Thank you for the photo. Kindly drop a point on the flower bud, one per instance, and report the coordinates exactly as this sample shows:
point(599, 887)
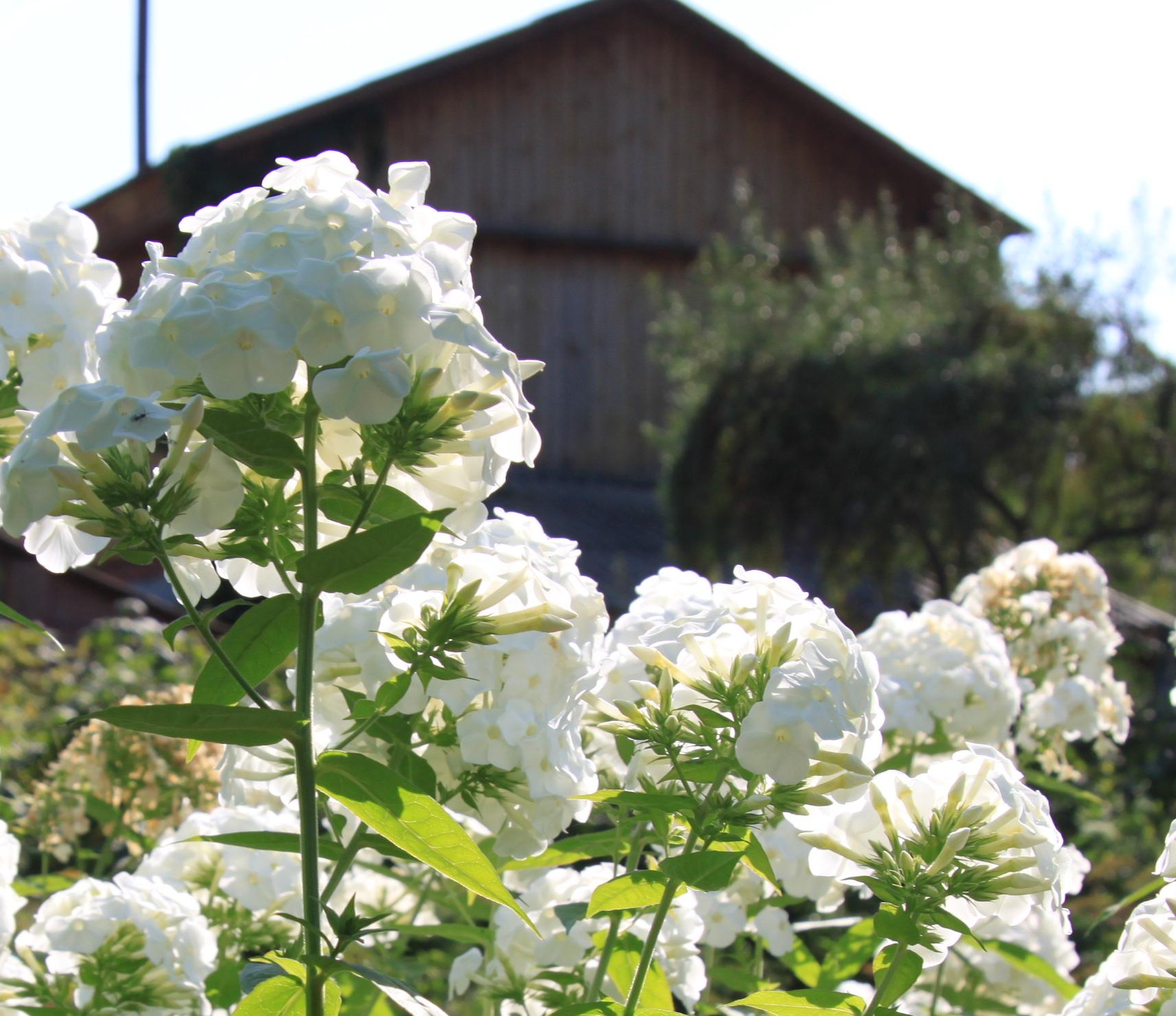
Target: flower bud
point(90, 461)
point(632, 713)
point(197, 462)
point(843, 760)
point(618, 728)
point(753, 803)
point(952, 846)
point(1142, 981)
point(427, 380)
point(1020, 884)
point(193, 414)
point(646, 691)
point(878, 799)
==========
Problem to solve: Your job is to copy each entry exactly as written; the pictures do not go in.

Task result:
Thank you for the photo. Kindly drop a point on the flower bud, one per instance, and report the coordinates exactly as this sample shows:
point(599, 887)
Target: flower bud
point(90, 461)
point(632, 713)
point(197, 462)
point(843, 760)
point(618, 728)
point(753, 803)
point(952, 846)
point(1142, 981)
point(427, 380)
point(1020, 884)
point(193, 414)
point(646, 691)
point(878, 799)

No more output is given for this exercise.